* Aim
Rewrite all of the data below, replacing every "pony's" with "horse's" and leaving everything else unchanged.

* The input

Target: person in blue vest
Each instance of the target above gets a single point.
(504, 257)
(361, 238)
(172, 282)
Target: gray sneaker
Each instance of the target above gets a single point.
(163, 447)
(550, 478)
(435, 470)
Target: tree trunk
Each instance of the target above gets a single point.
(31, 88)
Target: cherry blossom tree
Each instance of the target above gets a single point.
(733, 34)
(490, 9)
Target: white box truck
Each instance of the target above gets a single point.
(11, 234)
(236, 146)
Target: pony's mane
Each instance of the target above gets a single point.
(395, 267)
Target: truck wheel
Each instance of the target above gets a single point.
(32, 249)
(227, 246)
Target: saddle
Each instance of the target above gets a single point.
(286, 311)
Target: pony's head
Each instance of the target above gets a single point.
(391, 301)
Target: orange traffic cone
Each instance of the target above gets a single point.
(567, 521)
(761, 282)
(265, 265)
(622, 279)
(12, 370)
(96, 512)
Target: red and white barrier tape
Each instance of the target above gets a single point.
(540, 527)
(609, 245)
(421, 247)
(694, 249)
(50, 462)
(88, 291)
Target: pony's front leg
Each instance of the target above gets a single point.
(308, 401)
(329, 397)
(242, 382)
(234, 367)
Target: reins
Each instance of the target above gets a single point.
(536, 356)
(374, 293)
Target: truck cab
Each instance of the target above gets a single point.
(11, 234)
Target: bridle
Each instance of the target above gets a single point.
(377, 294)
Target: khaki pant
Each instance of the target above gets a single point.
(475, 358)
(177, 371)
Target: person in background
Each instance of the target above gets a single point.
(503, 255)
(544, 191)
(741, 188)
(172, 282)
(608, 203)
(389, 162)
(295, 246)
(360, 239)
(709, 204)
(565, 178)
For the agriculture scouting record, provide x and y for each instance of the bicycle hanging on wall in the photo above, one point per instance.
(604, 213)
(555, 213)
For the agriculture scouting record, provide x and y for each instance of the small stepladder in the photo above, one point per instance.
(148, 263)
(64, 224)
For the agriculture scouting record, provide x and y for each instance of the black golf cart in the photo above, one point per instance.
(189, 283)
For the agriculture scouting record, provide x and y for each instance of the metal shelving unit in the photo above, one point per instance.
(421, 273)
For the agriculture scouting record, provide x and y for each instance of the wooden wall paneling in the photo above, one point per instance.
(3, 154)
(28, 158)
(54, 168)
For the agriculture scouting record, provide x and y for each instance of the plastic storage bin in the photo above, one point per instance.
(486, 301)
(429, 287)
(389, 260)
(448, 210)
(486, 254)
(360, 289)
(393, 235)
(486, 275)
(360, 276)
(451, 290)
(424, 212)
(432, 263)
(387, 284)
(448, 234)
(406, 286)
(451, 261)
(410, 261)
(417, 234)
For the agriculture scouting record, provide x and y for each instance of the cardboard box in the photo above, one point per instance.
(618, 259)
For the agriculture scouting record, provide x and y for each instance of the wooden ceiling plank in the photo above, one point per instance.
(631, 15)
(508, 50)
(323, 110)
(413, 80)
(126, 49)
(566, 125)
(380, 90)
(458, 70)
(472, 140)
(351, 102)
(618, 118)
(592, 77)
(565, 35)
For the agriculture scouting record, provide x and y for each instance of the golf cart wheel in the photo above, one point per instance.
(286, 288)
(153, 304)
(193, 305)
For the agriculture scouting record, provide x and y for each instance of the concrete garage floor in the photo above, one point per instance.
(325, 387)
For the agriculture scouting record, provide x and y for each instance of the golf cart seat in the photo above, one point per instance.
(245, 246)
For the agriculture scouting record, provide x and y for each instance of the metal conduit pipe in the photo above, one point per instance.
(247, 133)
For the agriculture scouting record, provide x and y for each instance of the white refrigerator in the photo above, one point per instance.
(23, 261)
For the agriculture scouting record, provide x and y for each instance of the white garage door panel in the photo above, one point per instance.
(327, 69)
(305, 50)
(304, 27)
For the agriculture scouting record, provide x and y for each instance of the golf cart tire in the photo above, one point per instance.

* Task answer
Target: person in blue vest
Each instance of the target above gets a single point.
(504, 257)
(361, 238)
(172, 282)
Target: gray sneaker
Each instance of the target above gets a single point.
(163, 447)
(550, 478)
(435, 470)
Target: tree trunk
Each instance of the target above gets a single point.
(31, 88)
Target: cherry blossom tree
Each instance of the target above gets a single point.
(733, 34)
(490, 9)
Target: white box truck
Each instance of the target above gets a single point.
(11, 234)
(236, 146)
Target: horse's mane
Each instance of the target above gets a single point.
(395, 267)
Target: truck wheel
Each instance of the target above gets a single point.
(32, 249)
(227, 246)
Target: saddle
Each instance of the target above gets a single point.
(286, 311)
Target: horse's head
Each instance of the target above gets a single point.
(391, 301)
Target: orange traffic cone
Each instance of the target above gets a single point.
(567, 521)
(761, 282)
(265, 265)
(622, 279)
(12, 370)
(96, 512)
Target: red and white barrier tape
Each instance of the target above gets a single point.
(540, 527)
(609, 245)
(421, 247)
(694, 249)
(50, 462)
(88, 291)
Target: horse's front leg
Each instance of the target above gets a single point.
(308, 401)
(329, 397)
(242, 382)
(234, 367)
Target: reins
Each instance of the target above gets a single point.
(536, 356)
(374, 293)
Target: truck cab
Each instance of the target above gets a single point.
(11, 234)
Target: bridle
Each instance of the target above gets a single point.
(377, 294)
Target: khaki pant
Each instance of the target above gets a single point.
(475, 358)
(177, 371)
Target: person in background
Each instance of the target above gets a single point.
(503, 255)
(544, 191)
(741, 188)
(172, 282)
(608, 203)
(389, 162)
(295, 246)
(360, 239)
(709, 204)
(565, 178)
For the agriculture scouting record, provide x and y for each instance of the bicycle hanging on wall in the photo above, one point per instance.
(604, 213)
(555, 213)
For the agriculture scouting record, provide x and y for each instance of the small stepladder in the photo above, one point per instance.
(148, 263)
(64, 224)
For the agriculture scouting record, provide x and y for each instance of the black golf cart in the photo above, one point per instance.
(189, 283)
For the agriculture scouting record, provide x and y for each instance of the metal shelving unit in the photo above, one point per instance.
(421, 273)
For the agriculture scouting record, provide x and y for each instance of the wooden wall paneling in the photo above, one point per instance.
(3, 154)
(28, 158)
(54, 168)
For the agriculture scouting record, provide x and y for each instance of the plastic storage bin in the photo above, one point per instance.
(486, 301)
(429, 287)
(389, 260)
(448, 210)
(486, 254)
(360, 289)
(393, 235)
(486, 275)
(360, 276)
(451, 290)
(424, 212)
(432, 263)
(387, 284)
(448, 234)
(406, 286)
(451, 261)
(410, 261)
(417, 234)
For the agriculture scouting record, provide x and y for each instance of the cardboard box in the photo above, one point per instance.
(618, 259)
For the agriculture scouting record, provide x and y for each instance of the wooden ceiling plank in the photo above, one point per instance.
(631, 15)
(508, 50)
(323, 110)
(413, 80)
(126, 49)
(566, 125)
(380, 90)
(458, 70)
(472, 140)
(351, 102)
(618, 118)
(592, 77)
(565, 35)
For the agriculture scouting record, provide x and y for each instance of the golf cart wheel in the photo above, one point per instance.
(286, 288)
(153, 304)
(193, 305)
For the agriculture scouting record, provide x and y for each instance of the concrete garage floor in the photo above, one point per instance.
(325, 387)
For the agriculture scouting record, provide x and y for each instance of the golf cart seat in the photo above, one point per instance.
(245, 246)
For the agriculture scouting record, provide x and y for each instance of the metal conduit pipe in the photo above, one point per instance.
(247, 133)
For the agriculture scouting record, provide x and y for each instance of the white refrigerator in the photo above, one point per instance.
(23, 261)
For the agriculture scouting record, provide x and y for each instance of the white garage door panel in the photo above, one point per instance.
(327, 69)
(305, 50)
(304, 27)
For the agriculture scouting record, provide x and y for each instance of the golf cart tire in the photo above, one point per instance.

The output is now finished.